[Start RECORDED INFORMATION]
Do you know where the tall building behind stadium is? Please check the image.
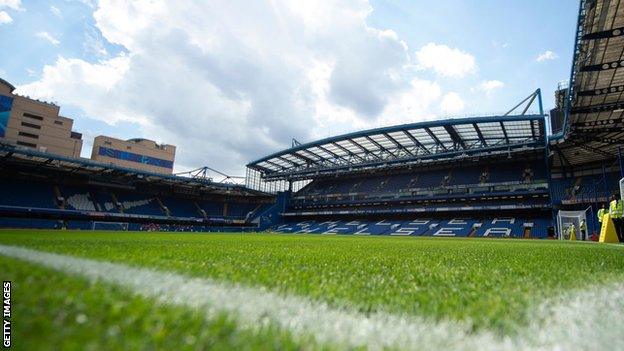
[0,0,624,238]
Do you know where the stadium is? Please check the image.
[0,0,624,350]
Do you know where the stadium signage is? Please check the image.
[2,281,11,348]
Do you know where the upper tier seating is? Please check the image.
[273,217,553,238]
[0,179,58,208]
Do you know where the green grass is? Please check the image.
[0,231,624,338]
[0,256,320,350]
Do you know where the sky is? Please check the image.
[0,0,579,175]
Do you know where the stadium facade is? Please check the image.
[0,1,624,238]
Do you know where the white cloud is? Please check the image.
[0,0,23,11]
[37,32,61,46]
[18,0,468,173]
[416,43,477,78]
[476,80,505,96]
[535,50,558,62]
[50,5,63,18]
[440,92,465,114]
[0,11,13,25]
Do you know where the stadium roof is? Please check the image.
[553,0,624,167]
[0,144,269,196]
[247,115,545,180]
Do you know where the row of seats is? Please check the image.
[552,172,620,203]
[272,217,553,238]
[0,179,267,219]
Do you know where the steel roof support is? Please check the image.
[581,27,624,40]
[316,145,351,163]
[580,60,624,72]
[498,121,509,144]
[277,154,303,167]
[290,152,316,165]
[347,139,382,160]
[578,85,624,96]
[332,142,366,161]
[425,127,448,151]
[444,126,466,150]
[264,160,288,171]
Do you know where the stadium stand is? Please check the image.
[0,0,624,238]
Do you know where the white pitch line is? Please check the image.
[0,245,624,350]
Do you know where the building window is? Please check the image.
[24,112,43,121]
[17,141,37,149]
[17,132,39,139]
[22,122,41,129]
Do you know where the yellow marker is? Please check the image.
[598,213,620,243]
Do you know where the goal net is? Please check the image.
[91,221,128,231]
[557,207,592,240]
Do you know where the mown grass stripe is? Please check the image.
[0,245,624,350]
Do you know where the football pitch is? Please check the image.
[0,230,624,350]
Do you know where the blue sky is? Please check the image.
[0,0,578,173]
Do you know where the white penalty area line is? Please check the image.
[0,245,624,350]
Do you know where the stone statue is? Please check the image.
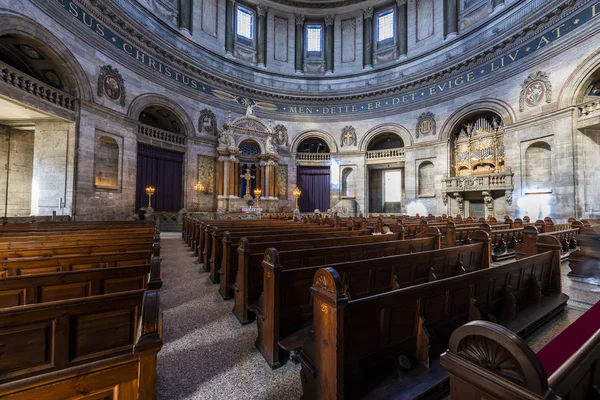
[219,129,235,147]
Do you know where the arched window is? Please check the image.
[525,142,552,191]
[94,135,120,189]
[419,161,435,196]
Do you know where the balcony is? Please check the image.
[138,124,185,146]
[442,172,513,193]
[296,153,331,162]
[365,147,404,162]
[End RECORDED INFORMATION]
[Start RECORDED INFORMATION]
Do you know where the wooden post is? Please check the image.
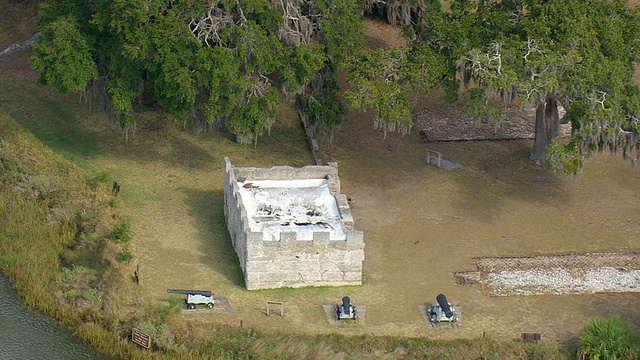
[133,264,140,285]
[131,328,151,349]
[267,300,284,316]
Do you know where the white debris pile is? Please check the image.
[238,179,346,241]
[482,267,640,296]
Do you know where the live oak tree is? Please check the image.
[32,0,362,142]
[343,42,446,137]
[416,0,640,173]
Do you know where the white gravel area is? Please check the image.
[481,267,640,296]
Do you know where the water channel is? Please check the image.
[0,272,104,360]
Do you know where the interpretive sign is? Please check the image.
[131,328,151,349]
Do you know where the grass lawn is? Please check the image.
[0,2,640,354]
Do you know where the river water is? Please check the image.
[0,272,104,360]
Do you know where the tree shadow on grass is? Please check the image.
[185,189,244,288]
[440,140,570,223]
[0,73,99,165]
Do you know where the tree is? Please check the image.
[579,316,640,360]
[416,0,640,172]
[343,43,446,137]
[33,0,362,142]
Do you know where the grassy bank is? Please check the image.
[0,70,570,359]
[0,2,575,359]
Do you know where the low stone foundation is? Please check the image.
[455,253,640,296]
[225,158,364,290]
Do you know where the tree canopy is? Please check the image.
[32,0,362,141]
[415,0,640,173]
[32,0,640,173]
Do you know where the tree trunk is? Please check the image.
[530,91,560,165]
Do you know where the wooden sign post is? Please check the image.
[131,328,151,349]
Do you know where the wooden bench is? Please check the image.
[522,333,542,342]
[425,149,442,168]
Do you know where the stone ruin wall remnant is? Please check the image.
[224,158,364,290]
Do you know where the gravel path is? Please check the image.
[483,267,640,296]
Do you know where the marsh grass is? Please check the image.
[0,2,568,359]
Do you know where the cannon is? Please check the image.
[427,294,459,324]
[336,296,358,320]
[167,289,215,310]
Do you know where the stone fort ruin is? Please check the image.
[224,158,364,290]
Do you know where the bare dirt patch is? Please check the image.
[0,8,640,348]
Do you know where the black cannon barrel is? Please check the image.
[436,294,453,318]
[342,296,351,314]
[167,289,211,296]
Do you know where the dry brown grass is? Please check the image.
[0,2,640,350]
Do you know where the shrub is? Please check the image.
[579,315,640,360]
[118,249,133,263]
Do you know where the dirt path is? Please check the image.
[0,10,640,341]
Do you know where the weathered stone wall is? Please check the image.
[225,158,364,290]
[End RECORDED INFORMATION]
→ TASK INSTRUCTIONS: Could you retype, character for character, everything from the line containing "Do you know where the stadium signage" down to the line containing "[247,115,545,180]", both of those lines included?

→ FINAL ANSWER:
Do you know where the stadium signage is? Please check the image.
[2,281,11,348]
Do you know where the upper tier seating is? Please check the image.
[273,217,553,238]
[0,179,58,208]
Do you know where the green grass is? Please check the image.
[0,231,624,338]
[0,256,320,350]
Do you know where the sky is? Please check the image.
[0,0,579,175]
Do you know where the stadium facade is? Please check the image.
[0,1,624,238]
Do you know where the white cloud is? Please check the image.
[0,0,23,11]
[37,32,61,46]
[18,0,468,173]
[416,43,477,78]
[476,80,505,96]
[535,50,558,62]
[50,5,63,18]
[440,92,465,114]
[0,11,13,25]
Do you know where the stadium roof is? Please check the image.
[553,0,624,167]
[0,144,269,196]
[247,115,545,180]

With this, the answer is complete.